Assignment – Every record below is to be repeated exactly, with the pictures left out.
____________
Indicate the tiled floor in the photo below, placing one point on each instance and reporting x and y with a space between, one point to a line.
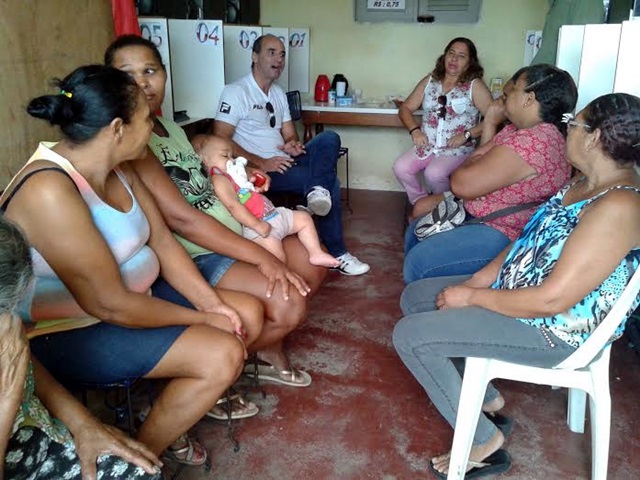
364 416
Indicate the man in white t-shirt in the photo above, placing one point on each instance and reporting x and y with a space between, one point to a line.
254 114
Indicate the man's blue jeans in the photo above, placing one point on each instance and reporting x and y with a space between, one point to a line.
317 167
461 251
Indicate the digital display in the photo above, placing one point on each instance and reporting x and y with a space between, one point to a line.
386 4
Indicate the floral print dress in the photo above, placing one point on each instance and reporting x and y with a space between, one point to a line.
42 448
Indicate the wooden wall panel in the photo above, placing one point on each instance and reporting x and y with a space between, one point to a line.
42 39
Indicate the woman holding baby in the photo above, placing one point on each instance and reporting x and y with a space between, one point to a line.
206 228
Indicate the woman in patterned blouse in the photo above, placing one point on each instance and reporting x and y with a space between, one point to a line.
548 291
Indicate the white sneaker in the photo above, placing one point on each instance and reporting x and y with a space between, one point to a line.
350 265
319 201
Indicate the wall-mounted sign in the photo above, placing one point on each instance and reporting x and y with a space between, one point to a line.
385 4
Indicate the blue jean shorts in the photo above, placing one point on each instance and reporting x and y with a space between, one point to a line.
104 352
212 266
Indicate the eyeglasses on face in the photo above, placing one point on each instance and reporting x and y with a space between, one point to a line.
272 116
442 110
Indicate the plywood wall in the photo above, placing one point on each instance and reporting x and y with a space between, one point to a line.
42 39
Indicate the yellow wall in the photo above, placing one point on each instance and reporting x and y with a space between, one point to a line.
390 58
42 39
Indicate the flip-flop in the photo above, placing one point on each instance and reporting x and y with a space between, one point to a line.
504 423
496 463
184 455
240 408
268 373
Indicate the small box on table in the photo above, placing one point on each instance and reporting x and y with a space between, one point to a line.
344 101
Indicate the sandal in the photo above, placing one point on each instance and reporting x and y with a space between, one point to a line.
502 422
268 373
496 463
239 408
191 453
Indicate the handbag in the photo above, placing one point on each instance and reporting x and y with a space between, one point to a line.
450 213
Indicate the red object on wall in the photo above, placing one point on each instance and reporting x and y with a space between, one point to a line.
322 89
125 20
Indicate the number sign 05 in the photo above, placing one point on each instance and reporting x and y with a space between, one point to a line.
152 32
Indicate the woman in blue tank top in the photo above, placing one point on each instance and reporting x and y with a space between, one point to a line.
99 242
548 291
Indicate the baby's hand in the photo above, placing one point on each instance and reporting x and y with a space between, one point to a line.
264 229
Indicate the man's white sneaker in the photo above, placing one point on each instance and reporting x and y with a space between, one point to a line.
319 201
350 265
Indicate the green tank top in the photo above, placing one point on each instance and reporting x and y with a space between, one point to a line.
186 170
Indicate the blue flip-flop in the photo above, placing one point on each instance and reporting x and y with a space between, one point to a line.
495 464
504 423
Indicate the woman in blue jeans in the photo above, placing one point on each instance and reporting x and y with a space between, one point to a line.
523 163
543 296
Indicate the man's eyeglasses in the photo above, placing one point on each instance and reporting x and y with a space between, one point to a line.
442 110
272 116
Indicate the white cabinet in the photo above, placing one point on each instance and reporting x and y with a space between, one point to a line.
197 56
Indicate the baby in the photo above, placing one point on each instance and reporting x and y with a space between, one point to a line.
261 221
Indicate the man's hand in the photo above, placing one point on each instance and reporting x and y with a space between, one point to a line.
293 148
278 164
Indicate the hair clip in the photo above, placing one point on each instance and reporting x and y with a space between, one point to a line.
567 117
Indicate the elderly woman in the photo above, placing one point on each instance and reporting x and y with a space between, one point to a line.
452 98
519 166
546 293
98 244
34 408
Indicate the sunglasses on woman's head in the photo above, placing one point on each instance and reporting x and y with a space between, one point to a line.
272 115
442 110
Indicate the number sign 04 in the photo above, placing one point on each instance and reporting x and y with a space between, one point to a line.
207 33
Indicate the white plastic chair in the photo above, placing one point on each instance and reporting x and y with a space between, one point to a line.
583 371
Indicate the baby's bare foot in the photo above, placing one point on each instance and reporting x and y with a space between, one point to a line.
323 259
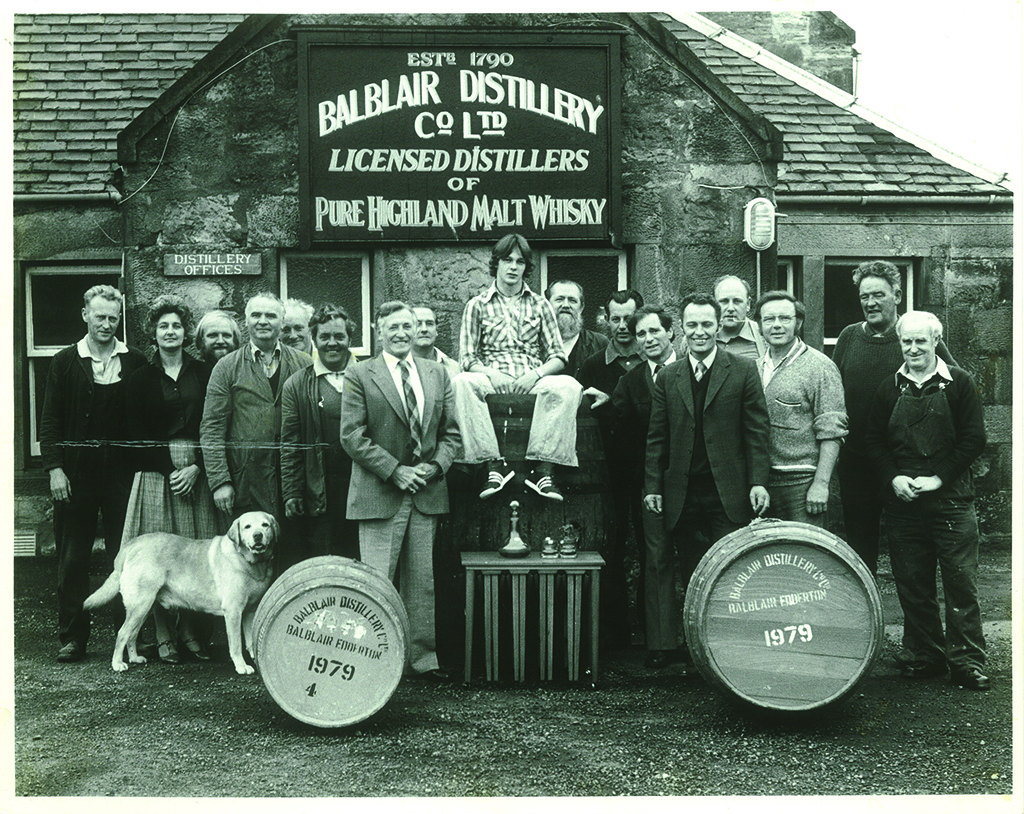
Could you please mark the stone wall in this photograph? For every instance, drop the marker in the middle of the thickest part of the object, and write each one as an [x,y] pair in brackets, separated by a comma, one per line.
[816,41]
[965,256]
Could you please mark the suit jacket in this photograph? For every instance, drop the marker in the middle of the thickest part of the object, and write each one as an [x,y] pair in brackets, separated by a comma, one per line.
[241,428]
[375,432]
[67,403]
[629,411]
[735,430]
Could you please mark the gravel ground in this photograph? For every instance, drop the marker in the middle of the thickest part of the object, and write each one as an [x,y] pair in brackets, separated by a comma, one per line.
[200,730]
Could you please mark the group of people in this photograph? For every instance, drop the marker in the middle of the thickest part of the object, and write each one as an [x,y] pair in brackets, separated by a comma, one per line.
[738,419]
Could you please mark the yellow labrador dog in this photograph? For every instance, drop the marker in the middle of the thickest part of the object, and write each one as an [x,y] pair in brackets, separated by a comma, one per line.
[226,576]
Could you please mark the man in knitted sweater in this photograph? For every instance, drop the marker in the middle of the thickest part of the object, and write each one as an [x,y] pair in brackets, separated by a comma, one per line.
[807,412]
[865,354]
[925,429]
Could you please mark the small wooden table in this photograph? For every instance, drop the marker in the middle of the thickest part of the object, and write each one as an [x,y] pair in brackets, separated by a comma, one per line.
[491,565]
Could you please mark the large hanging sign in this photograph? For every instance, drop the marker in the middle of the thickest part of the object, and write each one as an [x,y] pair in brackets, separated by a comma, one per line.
[437,136]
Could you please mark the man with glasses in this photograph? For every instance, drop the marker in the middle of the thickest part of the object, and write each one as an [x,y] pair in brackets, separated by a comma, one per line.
[865,354]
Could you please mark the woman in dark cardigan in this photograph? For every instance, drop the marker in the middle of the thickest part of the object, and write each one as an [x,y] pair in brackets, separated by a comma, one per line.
____________
Solution for this problem –
Indicate the tiled floor in the photo below, placing one point on each instance and reporting x and y with a space between, one point to a line.
364 416
Indicate the man in white t-shirt in the photo above, placing one point on each instance and reporting x and y with a space between, one point to a line.
254 114
Indicate the man's blue jeans in the photo above, placing one point on each instance and reporting x and y with a space between, one point to a line.
317 167
461 251
Indicate the digital display in the photo above, placing one point on each instance and reporting x and y with a space between, one point to a line.
386 4
Indicate the floral print dress in the photo above, placing one point on each instance and reporting x and y with a space between, one point to a line.
42 448
Indicate the wooden wall panel in the photo above, placing one point on each instance and reporting x and y with a space between, one point to a line.
42 39
Indicate the woman holding baby in the photo above, placing one point on each instance and reporting x and y with a space between, one point to a line.
206 228
Indicate the woman in patterned blouse in the photo above, placing one point on each instance and reporting x and y with a space between, one point to a line.
548 291
Indicate the white sneaker in the photo above, placing one point on each instance and reporting x and y with a space between, one point to a line.
350 265
319 201
Indicate the wall-mounted sign in the photo above, placing one point on each instance and reporting x and y with a space between, one point to a line.
385 4
Indicate the blue jean shorts in the photo above, placing one point on each instance and reporting x and y with a space between, one point to a line.
104 352
212 266
Indicate the eyeglasses on face in the photo above, placing one point on each instance and reporting x and y with a space between, one point to a line.
272 116
442 110
Indicate the plywood wall in the photo above, placing one point on each instance and reporting x and y with a space between, one point to a line.
42 39
Indicate the yellow wall in the photo above, placing one point on each instance and reporting x and y with a space between, one point to a line.
390 58
42 39
Indicate the flip-flop in the photo above, placing one point on each instance and reporting x and y with a space between, one point to a line.
504 423
496 463
184 455
240 408
268 373
Indicate the small box on table in the photo above, placing one point on each instance and reporting x and y with a space between, one point to a line.
344 101
Indicate the sandal in the photo above, placing one point on each instance and reporting x and y with a space between, one point to a line.
502 422
268 373
496 463
239 408
191 453
Indicate the handbag in the photo above, placing one point on each instance and reporting x and y with a space between, one point to a line.
450 213
Indicate the red object on wall in the photo above, placing one point on each instance and reporting x and y with a space between, one point to a line.
322 89
125 20
Indicate the number sign 05 in the photo above, placing one point on each instance and reporting x and y with a space between, one point to a line.
152 32
Indicate the woman in blue tank top in the photo above, placing one point on each instance and reporting x and y with a space between, one point to a line.
99 242
548 291
Indicate the baby's hand in the photo above, placing one point on each instance and reporting x and y with a space between, one point to a line.
264 229
Indicate the man's white sneaker in the photo above, placing one point on each instance and reporting x and y with a space between, one point to a line.
319 201
350 265
Indicate the green tank top in the photo above, placing one point on each instance and reporting x and y with a space between, one point to a line.
186 170
Indicate the blue flip-flop in the photo above, placing one point on each instance and reporting x and y with a space between, one point to a line.
495 464
504 423
Indicate the woman in blue jeans in the photo above, placing one point on each instance and reporting x and y with a space between, one point to a line.
523 163
543 296
Indicate the man's eyeglasses in the photo above, placing one point on each instance and reporting x and y with a space between, one point to a line.
442 110
272 116
Indicate the white cabinet in the photo above, placing one point on each instance and reporting x and y with a space between, one point to a line.
197 56
Indicate the baby in the photo above, placing one point on each instance and reporting x and y with a space between, one point to a line.
261 221
Indicate the man's hand in the photo above, placing one point on each instance and reporting x and y with a space between, one point to a line.
293 148
278 164
Indicate the hair clip in the photo above, placing one point on each instance and reporting x and y with a space between, one point to a line.
567 117
Indicate the elderly woman in the photo above, placing one point on each instance and reporting x and y with a space between, one point to a line.
452 98
519 166
546 293
98 244
34 408
Indicate the sunglasses on woman's head in the photo above, placing one point on each instance and reporting x and y with a space between, one point to a line.
272 115
442 110
Indicate the number sign 04 in the photo above, placing one point on each instance and reporting x and y with a space between, one point to a line.
207 33
Indicate the white plastic chair in the photo above, placing one point on each instance and reporting x and y with a space between, one point to a line.
583 371
Indicate the baby's bare foot in the photo above, placing one point on each instance and reporting x and y with a space between, one point to a line.
323 259
Could you please mark the stone wall in this photograph? For every instance, drop the marker in the middle of the thickest part of the object, and write each one as an [x,y] pair in brackets, separated by a comma, one per line.
[816,41]
[965,256]
Could you please mark the suit jacket in this photograph? For every instance, drop the marker in the middle of the thickest part of the object, and write each one as an [x,y] pair in brackets, separated by a comma, one per line.
[241,428]
[375,432]
[67,403]
[629,411]
[735,430]
Could you please mark the gravel ground in this photograph? For every instance, drop the marker in the middle of the thickest part of the object, and write each one as an [x,y] pair in brackets, separated by a comma, one per line.
[200,730]
Could you please mark the group of people in this photograph? For every instance, drop the marker in the middle of the thickest part of the object, and write each one as an [x,y] pair in brackets, separated by a comma, one per line.
[738,419]
Could you please mark the yellow labrador dog in this photograph? For every instance, drop the marker in the middle of the thickest part of the object, and write each one as an [x,y] pair in brackets, separated by a comma, one per line.
[226,576]
Could you please mark the man in knitted sweater in this photograph? For every instance, drop the marker in the middle of the thickest part of the object, and write each one as an [x,y] pair in brackets, separated by a comma, one per line.
[807,412]
[865,354]
[925,429]
Could you please mark the small wooden table in this photograph? For every instance, drop the marker in the middle of the thickest part of the object, and write each one as an [x,y] pair in brackets, separated by a comma, one per line.
[491,565]
Could you please mark the large hanging sign in this photograph? For every instance, drop the marker in the middle of the thickest part of the object, and write each one as an [x,y] pair in brackets, separated by a comma, one per line.
[437,136]
Could you please mark the man with glasses in this photograph? For every instance, drop the marker in the middle of the thickest part of the object, and write each one as an [x,y] pair in brackets, separated by a comma, one per line.
[865,354]
Could you please mark the woman in dark cardigan in this photograph? For every instance, drop the marker in the middle of the thickest part of the object, and write each one as an [x,y] pair in brackets, separated by a comma, one per line.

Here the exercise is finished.